* **Short task**: Retype the records below from the line that contains "For the gray" through the end of the records, inclusive. Leave the pictures out of your answer.

Photo-based point labeling data

◇ ◇ ◇ ◇ ◇

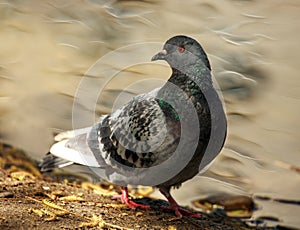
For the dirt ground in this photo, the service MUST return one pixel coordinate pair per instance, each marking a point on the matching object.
(30, 201)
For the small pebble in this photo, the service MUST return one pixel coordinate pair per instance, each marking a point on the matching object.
(6, 195)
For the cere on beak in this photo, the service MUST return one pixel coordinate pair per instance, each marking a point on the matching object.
(160, 56)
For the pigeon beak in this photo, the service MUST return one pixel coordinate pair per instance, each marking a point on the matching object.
(160, 56)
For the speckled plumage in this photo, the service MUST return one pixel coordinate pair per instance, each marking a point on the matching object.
(147, 131)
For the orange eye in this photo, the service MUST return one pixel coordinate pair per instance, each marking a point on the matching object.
(181, 49)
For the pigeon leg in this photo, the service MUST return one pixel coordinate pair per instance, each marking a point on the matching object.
(179, 211)
(126, 200)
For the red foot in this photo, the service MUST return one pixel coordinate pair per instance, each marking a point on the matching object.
(126, 200)
(179, 211)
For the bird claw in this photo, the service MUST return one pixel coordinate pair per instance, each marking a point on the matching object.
(179, 211)
(126, 200)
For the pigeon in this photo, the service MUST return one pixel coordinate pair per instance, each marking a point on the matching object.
(161, 138)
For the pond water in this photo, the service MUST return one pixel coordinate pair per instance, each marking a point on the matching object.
(47, 46)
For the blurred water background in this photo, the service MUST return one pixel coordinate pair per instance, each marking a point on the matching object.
(47, 46)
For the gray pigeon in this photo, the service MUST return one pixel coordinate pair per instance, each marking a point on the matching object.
(162, 138)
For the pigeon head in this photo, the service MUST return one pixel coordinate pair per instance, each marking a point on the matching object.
(182, 52)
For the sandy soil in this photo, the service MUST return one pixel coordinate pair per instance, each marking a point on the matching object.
(30, 201)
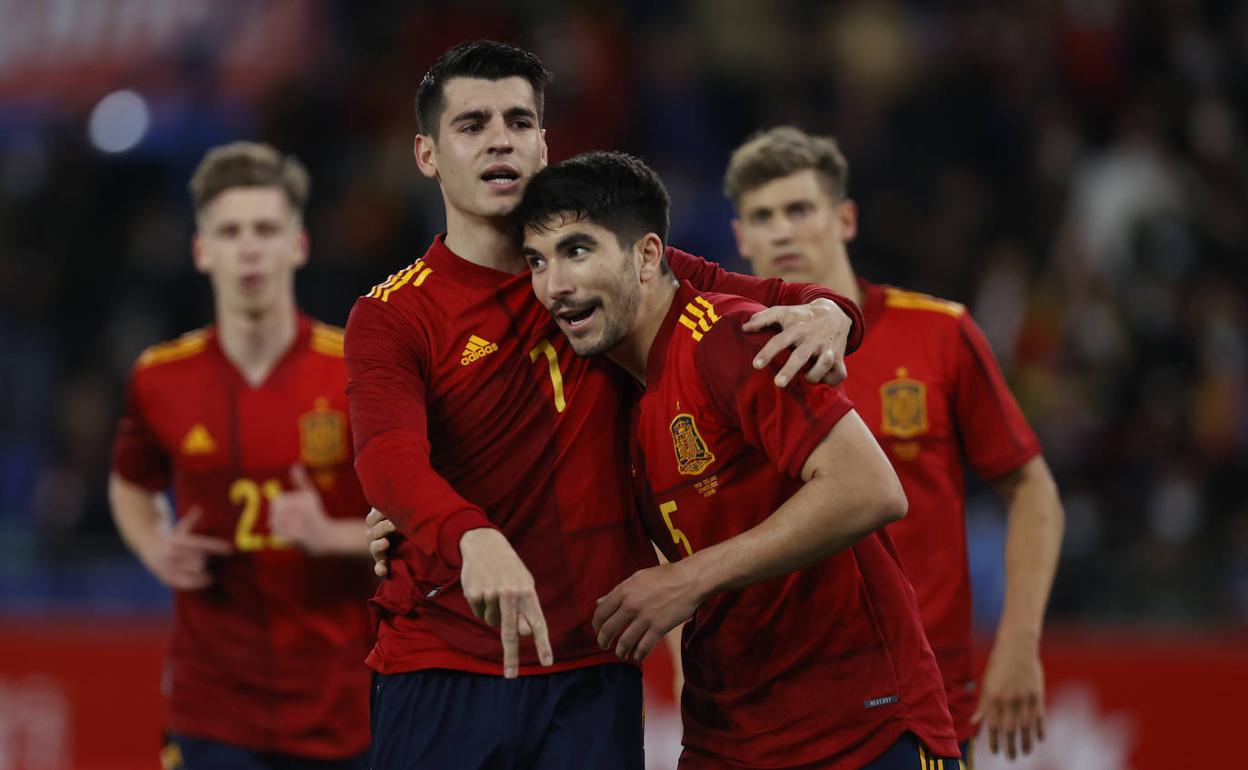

◇ ◇ ◇ ◇ ◇

* **Written response**:
For the gray pigeon in this photo, the service MUST return one pixel coordinate pair per instance, each marking a point on the matching object.
(162, 138)
For the pigeon head in this photo, the service MUST return one pixel coordinate pair per instance, each marking a point on the matching object.
(182, 52)
For the sandy soil in this photo, the service MUST return one pixel coordinate pair per instance, each marking a point on the matching object.
(30, 201)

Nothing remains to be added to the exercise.